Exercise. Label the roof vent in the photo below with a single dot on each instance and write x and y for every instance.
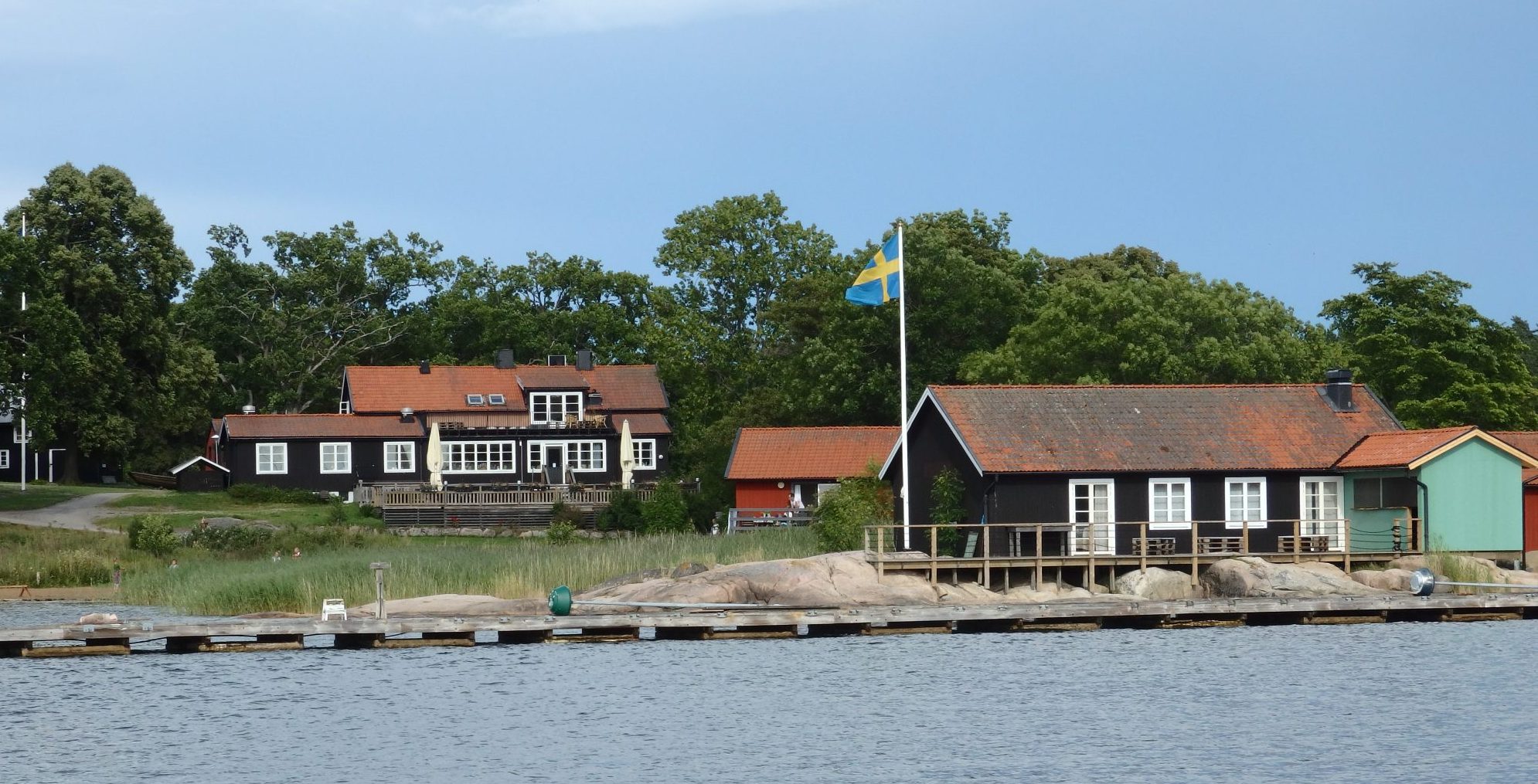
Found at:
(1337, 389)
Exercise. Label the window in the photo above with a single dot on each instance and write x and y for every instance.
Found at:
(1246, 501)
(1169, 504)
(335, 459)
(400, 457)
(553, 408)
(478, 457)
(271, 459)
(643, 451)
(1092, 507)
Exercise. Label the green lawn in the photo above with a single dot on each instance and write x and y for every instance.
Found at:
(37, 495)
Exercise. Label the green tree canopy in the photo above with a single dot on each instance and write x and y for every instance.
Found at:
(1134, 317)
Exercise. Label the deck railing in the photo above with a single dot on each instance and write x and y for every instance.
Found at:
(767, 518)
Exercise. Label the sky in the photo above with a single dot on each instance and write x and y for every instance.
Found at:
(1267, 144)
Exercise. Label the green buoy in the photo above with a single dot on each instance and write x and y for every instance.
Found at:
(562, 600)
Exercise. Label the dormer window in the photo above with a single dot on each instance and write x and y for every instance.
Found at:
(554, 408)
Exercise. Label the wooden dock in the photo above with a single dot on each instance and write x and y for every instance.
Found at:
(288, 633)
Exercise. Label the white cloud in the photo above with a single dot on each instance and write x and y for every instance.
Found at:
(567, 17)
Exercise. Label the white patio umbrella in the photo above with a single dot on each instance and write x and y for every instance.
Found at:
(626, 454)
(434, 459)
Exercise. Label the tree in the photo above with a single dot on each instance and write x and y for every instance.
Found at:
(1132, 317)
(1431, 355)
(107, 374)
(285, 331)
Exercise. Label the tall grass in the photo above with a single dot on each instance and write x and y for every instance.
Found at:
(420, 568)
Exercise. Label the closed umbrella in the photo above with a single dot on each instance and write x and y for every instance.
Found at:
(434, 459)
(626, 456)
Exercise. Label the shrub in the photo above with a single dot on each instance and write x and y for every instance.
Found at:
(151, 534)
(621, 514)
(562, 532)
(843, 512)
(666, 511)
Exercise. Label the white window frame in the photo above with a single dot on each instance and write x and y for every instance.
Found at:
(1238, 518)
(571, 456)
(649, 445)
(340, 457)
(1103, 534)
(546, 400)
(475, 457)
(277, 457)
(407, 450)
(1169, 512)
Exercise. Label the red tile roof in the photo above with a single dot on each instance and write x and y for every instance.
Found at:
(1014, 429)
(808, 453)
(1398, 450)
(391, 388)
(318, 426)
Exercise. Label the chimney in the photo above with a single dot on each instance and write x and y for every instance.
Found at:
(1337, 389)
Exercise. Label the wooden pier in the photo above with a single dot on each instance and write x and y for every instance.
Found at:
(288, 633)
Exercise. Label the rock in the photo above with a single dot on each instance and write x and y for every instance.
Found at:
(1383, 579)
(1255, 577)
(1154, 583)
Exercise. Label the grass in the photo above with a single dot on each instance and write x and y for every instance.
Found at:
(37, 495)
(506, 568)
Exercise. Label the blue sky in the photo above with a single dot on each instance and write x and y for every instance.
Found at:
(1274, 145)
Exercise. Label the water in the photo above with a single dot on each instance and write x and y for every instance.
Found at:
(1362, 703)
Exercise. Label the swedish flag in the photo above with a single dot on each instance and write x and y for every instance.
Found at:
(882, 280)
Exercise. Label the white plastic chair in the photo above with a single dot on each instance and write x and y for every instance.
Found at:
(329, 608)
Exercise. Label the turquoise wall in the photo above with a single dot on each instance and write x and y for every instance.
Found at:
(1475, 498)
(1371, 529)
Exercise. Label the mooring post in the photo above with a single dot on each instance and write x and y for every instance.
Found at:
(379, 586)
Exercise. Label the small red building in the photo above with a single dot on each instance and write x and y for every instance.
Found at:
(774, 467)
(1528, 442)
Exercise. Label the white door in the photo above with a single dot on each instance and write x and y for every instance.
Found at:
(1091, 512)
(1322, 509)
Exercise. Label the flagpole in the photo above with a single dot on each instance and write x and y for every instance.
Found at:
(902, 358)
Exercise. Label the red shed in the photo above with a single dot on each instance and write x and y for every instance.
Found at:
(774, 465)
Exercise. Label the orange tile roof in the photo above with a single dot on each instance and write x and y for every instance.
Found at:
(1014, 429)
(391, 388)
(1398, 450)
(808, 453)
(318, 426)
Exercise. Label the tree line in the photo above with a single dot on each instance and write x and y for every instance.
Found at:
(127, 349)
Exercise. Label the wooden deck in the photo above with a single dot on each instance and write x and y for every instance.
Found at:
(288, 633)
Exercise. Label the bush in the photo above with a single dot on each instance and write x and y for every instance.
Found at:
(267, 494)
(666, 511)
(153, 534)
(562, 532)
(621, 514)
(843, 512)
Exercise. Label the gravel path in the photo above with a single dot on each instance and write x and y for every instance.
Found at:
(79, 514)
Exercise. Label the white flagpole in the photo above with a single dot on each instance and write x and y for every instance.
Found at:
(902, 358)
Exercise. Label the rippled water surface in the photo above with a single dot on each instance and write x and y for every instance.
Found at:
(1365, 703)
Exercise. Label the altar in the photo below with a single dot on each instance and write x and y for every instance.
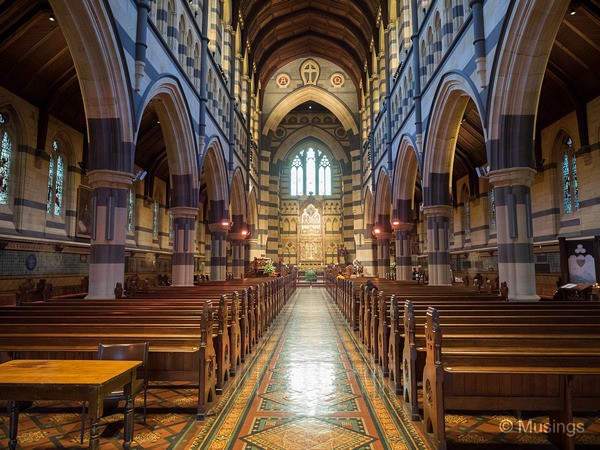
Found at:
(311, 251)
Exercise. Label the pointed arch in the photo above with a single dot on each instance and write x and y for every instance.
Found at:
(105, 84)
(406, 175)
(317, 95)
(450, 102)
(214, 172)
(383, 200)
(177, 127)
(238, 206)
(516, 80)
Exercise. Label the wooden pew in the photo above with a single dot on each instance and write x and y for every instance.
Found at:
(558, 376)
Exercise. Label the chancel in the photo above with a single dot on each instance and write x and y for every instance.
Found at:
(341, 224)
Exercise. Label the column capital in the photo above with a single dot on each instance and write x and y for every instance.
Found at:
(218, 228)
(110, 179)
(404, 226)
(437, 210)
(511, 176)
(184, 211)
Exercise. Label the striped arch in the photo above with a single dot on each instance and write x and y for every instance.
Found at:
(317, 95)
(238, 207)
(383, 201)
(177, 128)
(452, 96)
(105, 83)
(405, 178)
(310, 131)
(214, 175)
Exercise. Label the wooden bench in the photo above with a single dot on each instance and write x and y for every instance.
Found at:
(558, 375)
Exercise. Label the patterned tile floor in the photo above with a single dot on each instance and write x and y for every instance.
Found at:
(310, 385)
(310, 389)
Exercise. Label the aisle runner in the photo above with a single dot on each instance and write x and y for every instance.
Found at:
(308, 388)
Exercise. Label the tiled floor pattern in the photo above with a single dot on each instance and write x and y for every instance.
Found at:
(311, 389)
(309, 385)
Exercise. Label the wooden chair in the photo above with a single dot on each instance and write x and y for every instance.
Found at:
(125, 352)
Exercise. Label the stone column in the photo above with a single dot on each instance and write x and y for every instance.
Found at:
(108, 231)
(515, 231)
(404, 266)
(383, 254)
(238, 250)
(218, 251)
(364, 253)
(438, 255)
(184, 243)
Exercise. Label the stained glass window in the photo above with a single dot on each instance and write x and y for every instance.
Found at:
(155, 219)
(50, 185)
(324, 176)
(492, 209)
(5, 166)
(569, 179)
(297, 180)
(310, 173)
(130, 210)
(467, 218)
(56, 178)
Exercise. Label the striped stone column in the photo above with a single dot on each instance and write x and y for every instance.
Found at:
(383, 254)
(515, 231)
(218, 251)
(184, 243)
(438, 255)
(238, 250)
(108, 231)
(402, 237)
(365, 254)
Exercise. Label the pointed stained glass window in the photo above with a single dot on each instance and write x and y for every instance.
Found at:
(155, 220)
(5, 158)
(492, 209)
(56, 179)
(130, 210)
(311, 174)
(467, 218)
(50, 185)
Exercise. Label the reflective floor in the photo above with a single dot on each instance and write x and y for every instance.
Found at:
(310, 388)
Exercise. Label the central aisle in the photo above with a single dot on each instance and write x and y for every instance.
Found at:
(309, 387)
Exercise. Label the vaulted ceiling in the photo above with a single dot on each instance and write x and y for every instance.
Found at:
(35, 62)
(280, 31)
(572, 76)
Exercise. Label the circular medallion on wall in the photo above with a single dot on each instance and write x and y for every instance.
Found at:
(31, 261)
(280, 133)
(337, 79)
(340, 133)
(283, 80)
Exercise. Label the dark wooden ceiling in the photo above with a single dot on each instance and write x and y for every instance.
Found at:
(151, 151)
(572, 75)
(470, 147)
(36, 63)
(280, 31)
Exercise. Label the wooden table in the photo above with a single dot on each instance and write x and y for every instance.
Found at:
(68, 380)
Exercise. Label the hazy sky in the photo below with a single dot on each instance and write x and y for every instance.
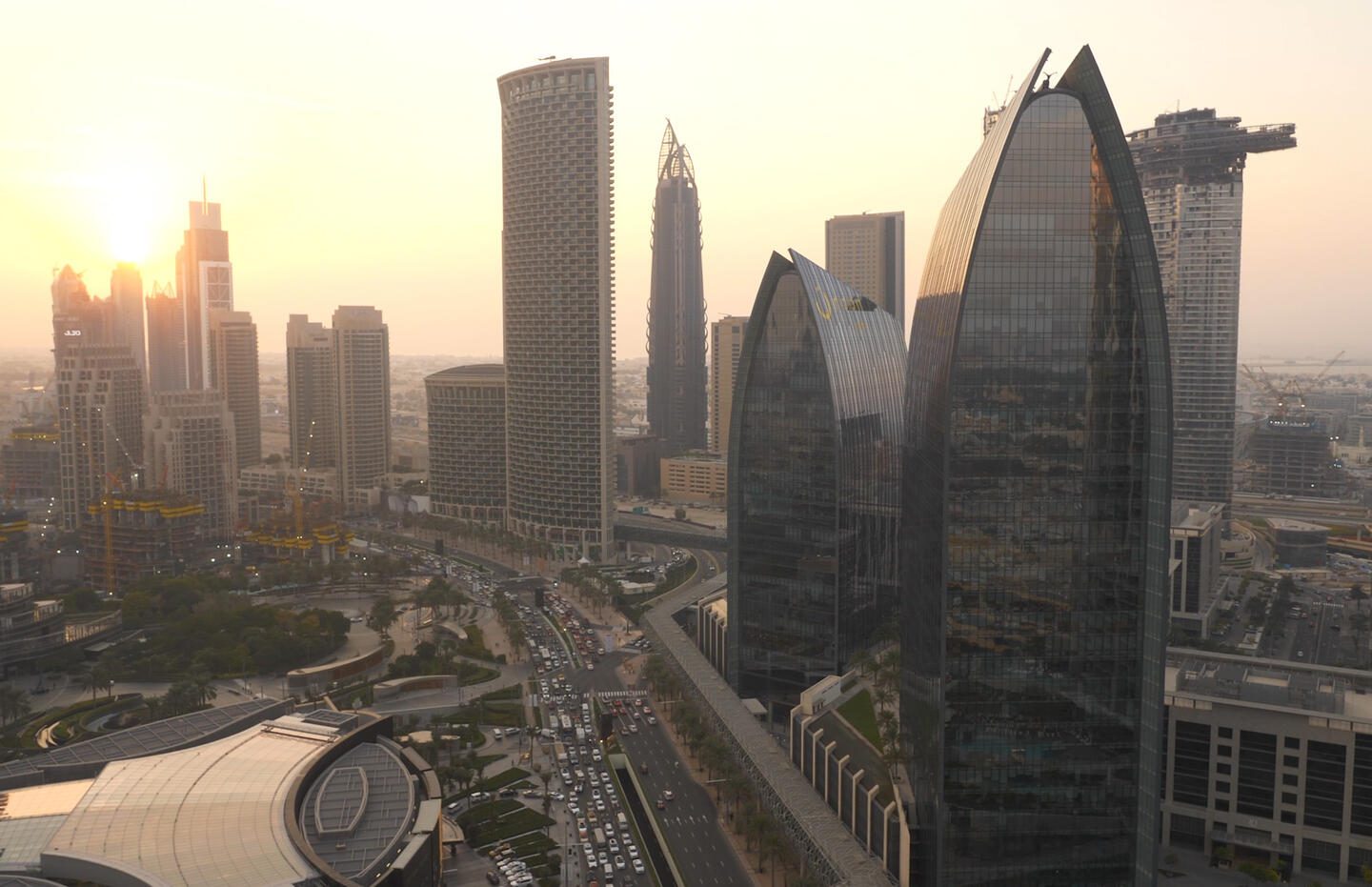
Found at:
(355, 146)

PROBLEM STATEMENT: Above are the records. Copy exactly, and only, the lines from the line containing "Exercise. Label the pointed stained" through the last one, omitting any pictures.

ANSWER TO THIS EXERCISE:
Exercise. Label the pointed stained glass window in the photo above with a single dot on each instance and write x and y for every instance.
Found at:
(155, 220)
(5, 158)
(492, 209)
(56, 179)
(130, 210)
(311, 174)
(467, 218)
(50, 185)
Exercise. Label the reflective floor in the photo above with a single dot on each instance and write x and y for every instance.
Found at:
(310, 388)
Exercise. Label the central aisle in the photo above with a single dot on each instance and write x and y for every instance.
Found at:
(309, 387)
Exercise. Label the vaulted ceiling in the photo above with a single dot on each instance and write x and y for every instance.
Found at:
(35, 62)
(280, 31)
(572, 76)
Exercise. Label the circular medallion on wall in the photo above with a single dot on each instance and write x and y for every instance.
Found at:
(31, 261)
(280, 133)
(337, 79)
(340, 133)
(283, 80)
Exercise. Label the dark wooden ceiling in the photo above with a single dot on each instance and write x and y for every instance.
Found at:
(151, 151)
(572, 75)
(470, 147)
(36, 63)
(280, 31)
Exercise. Label the wooden table in the photo above with a single dot on each instance and write x and y for every instance.
Found at:
(68, 380)
Exercise. Label the hazy sky in the photo below with a single dot on each instance and write x and y for every instance.
Found at:
(355, 146)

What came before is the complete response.